**抜き出した文章**

。
出際《でぎわ》にまたしても地響をさせて通る汽車に驚いて、「よくお兄様は我慢なさるのね」といいますと、次兄は、「嫌だろうけど、外になかったから」と、割合に平気です。縁側から見ますと、向いの右手に御隠殿の急な坂の片端が見えるのでした。汽車は目の前を通り過ぎます。
御婚礼の日には、私は風を引いて出ませんかった。新婚のお二人は、家へ尋ねて下さいました。袿姿《うちかけすがた》の立派なお写真を見て、式に伺われなかったのを残念がりました。
その後風が癒《なお》ってお尋ねした時は、新しいお荷物が並んで、床の間には袋をかけたお琴や三味線もあり、老女と女中とがいて賑やかでしたが、お兄様も次兄もまだお帰りでなく、どこにも馴染《なじみ》の顔は見えません。お姉《ね》え様《さま》は優しく待遇して下さるけれど、何だか落ちつきませんかった。
そこへお客です。「榎本の叔母《おば》です」と仰しゃいます。老女に髪を結ってもらいに来たとのお話でした。品のよい太り気味のお方でした。
「買物もありますから」と、その日は急いでお暇しましたが、お兄様は間もなくその家をやめて、上野の山下にある赤松家の別邸へ移られました。あの汽車の音には、やはりお困りでしたろう。その家には前後二回伺っただけでした。
東照宮下から動物園の裏門の方へ曲って、花園町というのに今度のお家があります。山を右にして左側がお邸《やしき》です。もと上野山へ納める花を造っていたとのことですが、日当りはあまり好くないようですから、大した花は出来なかったでしょう。生垣《いけがき》の間の敷石を踏んで這入るのでした。右へ曲って突当りがお玄関で、千本格子の中は広い三和土《たたき》です。かなり間数があったようで、中廊下の果の二間がお部屋、そこから上った二階がお書斎でした。八畳位でしたろうか、折廻しの縁へ出て欄干に寄ると、目の下の中庭を越して、不忍池《しのばずのいけ》の片端が見えます。眺めがよいというのではありませんが、あの頻繁《ひんぱん》に目の前を汽車が往復した家とは比較になりません。ただ夜更《よふけ》には動物園の猛獣の唸声《うなりごえ》がすると、女中たちはこわがりました。

**データ**
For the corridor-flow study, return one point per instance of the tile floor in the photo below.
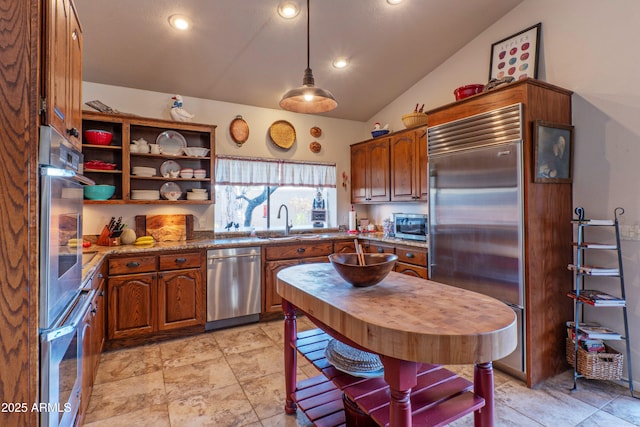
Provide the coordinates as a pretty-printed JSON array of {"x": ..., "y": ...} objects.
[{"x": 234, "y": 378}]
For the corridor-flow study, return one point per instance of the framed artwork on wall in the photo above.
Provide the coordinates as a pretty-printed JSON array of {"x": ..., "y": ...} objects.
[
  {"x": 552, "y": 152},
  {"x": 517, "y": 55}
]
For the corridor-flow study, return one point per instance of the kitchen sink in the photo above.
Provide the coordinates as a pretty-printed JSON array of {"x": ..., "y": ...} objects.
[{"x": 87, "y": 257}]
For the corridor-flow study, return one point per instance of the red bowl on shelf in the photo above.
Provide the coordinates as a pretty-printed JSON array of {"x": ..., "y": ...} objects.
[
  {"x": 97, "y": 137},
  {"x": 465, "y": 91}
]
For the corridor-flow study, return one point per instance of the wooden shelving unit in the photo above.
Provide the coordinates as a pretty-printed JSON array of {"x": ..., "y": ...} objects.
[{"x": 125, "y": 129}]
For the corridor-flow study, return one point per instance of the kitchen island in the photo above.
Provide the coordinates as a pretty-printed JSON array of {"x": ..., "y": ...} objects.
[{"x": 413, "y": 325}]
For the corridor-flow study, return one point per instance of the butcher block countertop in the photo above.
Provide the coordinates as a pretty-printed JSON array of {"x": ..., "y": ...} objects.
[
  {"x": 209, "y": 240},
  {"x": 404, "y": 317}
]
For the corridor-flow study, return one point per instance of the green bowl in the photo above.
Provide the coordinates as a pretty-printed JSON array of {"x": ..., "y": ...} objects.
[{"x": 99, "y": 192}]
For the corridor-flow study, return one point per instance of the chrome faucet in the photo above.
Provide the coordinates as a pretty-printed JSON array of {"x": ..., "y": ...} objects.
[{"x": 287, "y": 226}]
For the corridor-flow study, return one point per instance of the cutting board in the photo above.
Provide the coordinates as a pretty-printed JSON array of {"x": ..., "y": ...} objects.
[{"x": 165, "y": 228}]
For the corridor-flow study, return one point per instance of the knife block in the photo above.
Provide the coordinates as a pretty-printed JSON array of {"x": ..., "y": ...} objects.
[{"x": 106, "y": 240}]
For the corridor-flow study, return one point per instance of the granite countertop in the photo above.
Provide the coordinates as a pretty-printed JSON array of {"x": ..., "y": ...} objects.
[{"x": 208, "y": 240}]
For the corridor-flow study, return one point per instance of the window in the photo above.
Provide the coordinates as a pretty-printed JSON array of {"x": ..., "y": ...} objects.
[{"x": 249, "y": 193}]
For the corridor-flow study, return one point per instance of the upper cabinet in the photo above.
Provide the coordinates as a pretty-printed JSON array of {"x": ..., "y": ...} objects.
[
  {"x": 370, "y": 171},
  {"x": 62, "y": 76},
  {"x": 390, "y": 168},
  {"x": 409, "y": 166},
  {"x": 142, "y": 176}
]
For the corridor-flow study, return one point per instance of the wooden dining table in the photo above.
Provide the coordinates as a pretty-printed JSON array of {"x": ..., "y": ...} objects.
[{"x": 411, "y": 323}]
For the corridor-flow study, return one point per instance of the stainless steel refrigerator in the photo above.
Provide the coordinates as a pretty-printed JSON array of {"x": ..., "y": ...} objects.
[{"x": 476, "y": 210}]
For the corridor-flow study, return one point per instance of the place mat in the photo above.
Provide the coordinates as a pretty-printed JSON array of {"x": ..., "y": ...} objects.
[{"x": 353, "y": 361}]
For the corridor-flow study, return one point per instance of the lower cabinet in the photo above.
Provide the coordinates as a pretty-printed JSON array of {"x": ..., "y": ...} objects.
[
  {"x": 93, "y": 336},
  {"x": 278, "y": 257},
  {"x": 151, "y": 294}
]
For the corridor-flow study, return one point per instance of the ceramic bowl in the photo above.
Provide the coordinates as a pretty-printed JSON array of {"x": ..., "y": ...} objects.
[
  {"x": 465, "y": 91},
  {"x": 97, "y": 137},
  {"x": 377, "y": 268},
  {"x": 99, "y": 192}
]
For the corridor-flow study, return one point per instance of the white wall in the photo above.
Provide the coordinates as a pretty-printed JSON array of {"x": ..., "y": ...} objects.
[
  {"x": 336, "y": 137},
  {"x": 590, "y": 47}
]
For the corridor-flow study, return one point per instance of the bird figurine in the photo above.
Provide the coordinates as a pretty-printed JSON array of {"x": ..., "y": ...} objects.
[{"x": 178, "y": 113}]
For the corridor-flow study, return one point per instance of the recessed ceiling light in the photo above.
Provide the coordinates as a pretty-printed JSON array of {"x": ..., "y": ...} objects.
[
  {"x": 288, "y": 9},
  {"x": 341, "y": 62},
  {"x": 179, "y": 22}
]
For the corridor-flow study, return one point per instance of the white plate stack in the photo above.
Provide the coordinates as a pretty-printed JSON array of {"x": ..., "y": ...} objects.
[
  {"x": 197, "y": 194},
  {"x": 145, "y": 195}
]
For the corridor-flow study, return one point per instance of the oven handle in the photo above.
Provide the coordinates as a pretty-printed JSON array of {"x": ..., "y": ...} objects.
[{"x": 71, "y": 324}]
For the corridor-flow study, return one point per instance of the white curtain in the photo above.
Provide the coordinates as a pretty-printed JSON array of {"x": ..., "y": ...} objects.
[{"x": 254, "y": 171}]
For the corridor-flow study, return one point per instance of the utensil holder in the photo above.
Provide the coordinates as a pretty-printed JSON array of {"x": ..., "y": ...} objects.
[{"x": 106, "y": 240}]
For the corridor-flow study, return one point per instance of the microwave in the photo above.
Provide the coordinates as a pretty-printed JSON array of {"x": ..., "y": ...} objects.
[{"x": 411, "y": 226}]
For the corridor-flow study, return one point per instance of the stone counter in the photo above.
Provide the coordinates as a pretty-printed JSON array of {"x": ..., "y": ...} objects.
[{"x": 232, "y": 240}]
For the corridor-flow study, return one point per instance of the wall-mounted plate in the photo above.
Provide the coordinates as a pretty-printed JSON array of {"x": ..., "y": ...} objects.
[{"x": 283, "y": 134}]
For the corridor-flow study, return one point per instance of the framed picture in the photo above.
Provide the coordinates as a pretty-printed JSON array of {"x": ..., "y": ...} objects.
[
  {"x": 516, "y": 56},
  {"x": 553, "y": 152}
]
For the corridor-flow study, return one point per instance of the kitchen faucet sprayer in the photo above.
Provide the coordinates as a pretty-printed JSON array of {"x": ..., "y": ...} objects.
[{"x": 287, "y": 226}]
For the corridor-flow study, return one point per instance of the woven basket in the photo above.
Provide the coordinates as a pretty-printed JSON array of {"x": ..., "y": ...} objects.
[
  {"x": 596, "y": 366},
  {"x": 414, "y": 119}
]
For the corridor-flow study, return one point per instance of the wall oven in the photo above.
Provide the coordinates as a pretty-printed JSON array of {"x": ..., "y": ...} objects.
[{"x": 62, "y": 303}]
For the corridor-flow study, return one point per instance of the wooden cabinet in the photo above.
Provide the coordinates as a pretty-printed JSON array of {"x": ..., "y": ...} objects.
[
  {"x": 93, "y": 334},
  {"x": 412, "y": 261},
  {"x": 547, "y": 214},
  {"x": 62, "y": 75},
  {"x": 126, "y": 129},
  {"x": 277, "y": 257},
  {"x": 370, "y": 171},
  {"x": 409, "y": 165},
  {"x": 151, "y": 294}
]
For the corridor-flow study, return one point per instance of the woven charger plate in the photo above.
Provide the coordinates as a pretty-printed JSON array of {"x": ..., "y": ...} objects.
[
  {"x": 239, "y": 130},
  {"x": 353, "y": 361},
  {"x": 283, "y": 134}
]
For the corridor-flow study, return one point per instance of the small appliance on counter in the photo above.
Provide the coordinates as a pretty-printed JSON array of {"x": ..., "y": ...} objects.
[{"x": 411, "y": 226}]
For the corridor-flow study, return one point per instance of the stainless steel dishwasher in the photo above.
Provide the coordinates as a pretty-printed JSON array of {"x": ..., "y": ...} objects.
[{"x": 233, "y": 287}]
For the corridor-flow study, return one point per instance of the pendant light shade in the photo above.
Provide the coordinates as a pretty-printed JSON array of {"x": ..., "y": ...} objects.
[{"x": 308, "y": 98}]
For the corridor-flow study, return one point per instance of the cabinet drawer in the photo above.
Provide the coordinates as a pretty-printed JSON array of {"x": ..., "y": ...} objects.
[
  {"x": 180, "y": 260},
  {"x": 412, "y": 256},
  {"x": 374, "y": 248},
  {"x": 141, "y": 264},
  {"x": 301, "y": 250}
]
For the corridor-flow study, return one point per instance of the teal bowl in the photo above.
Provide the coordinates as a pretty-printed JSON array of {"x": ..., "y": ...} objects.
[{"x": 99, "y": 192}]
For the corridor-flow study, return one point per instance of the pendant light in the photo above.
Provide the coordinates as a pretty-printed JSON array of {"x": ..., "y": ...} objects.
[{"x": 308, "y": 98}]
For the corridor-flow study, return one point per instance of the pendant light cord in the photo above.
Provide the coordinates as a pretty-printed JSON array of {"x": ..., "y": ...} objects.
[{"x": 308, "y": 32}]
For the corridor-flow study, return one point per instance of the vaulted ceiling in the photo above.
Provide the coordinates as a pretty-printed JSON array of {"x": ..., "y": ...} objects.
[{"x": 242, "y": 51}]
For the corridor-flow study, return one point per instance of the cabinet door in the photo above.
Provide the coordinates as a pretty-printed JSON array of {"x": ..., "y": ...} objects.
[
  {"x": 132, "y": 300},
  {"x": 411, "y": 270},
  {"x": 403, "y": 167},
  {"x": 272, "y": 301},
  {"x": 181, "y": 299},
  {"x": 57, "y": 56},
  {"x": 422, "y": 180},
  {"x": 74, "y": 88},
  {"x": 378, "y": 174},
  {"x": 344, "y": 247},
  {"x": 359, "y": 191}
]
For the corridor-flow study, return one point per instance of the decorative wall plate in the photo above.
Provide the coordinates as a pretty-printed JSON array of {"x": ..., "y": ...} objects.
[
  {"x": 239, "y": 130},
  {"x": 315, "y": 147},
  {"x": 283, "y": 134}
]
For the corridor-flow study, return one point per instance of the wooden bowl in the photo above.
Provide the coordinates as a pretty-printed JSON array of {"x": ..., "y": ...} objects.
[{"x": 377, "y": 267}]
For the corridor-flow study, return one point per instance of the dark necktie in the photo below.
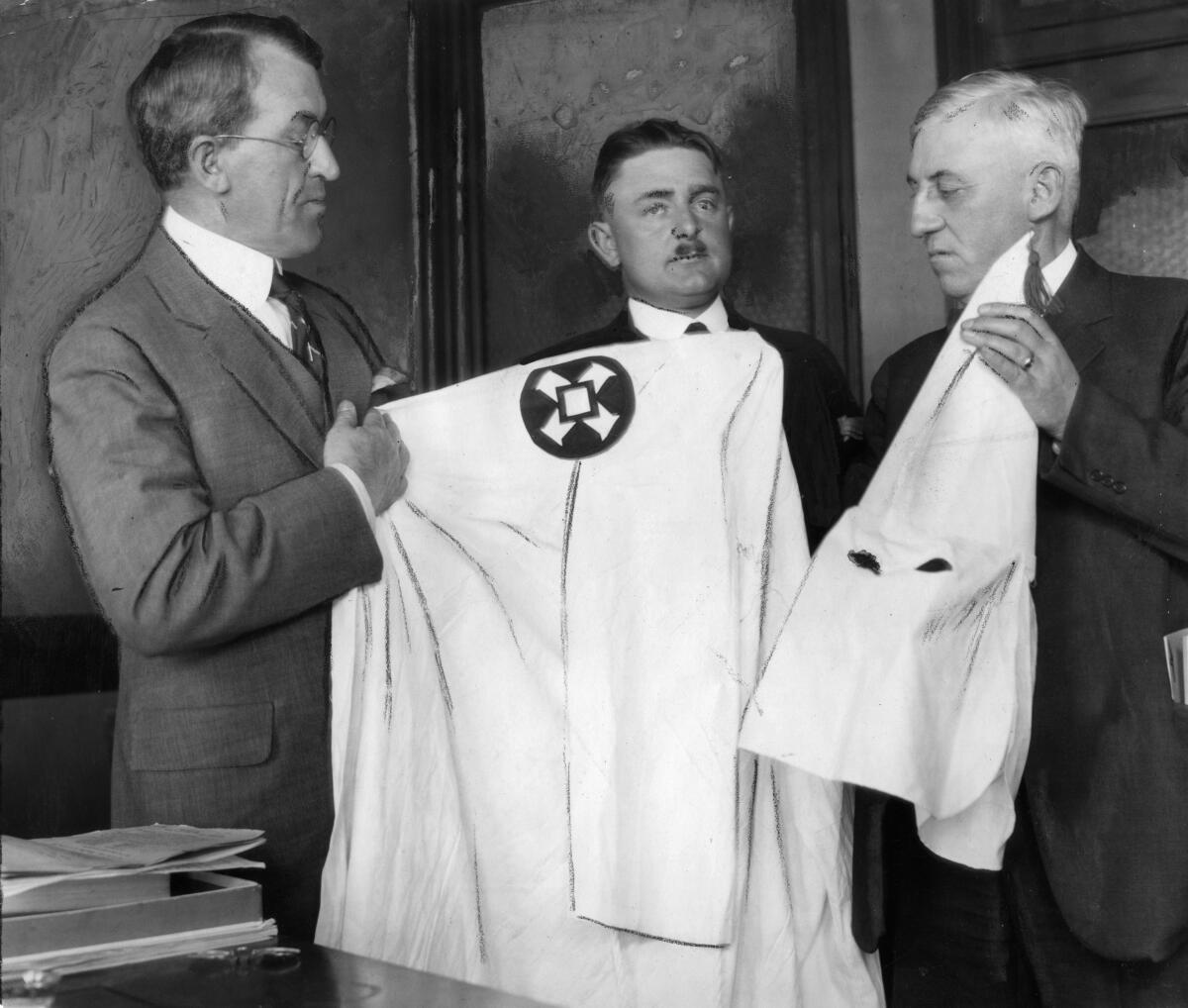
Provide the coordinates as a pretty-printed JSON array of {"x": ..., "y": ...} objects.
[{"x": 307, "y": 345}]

**やること**
a) お兄様の住まいの文章から、「その後風が癒《なお》ってお尋」から「のよい太り気味のお方でした。」までを一字も変えずに書き写してください。
b) お兄様の住まいの文章のうち「東照宮下から」で始まる段落で、《 》で読みがなが付いている言葉をすべて挙げてください。
項目はほかの出どころから持ってきたものです。

**答え**
a)
その後風が癒《なお》ってお尋ねした時は、新しいお荷物が並んで、床の間には袋をかけたお琴や三味線もあり、老女と女中とがいて賑やかでしたが、お兄様も次兄もまだお帰りでなく、どこにも馴染《なじみ》の顔は見えません。お姉《ね》え様《さま》は優しく待遇して下さるけれど、何だか落ちつきませんかった。
そこへお客です。「榎本の叔母《おば》です」と仰しゃいます。老女に髪を結ってもらいに来たとのお話でした。品のよい太り気味のお方でした。

b) 邸（やしき）、生垣（いけがき）、三和土（たたき）、不忍池（しのばずのいけ）、頻繁（ひんぱん）、夜更（よふけ）、唸声（うなりごえ）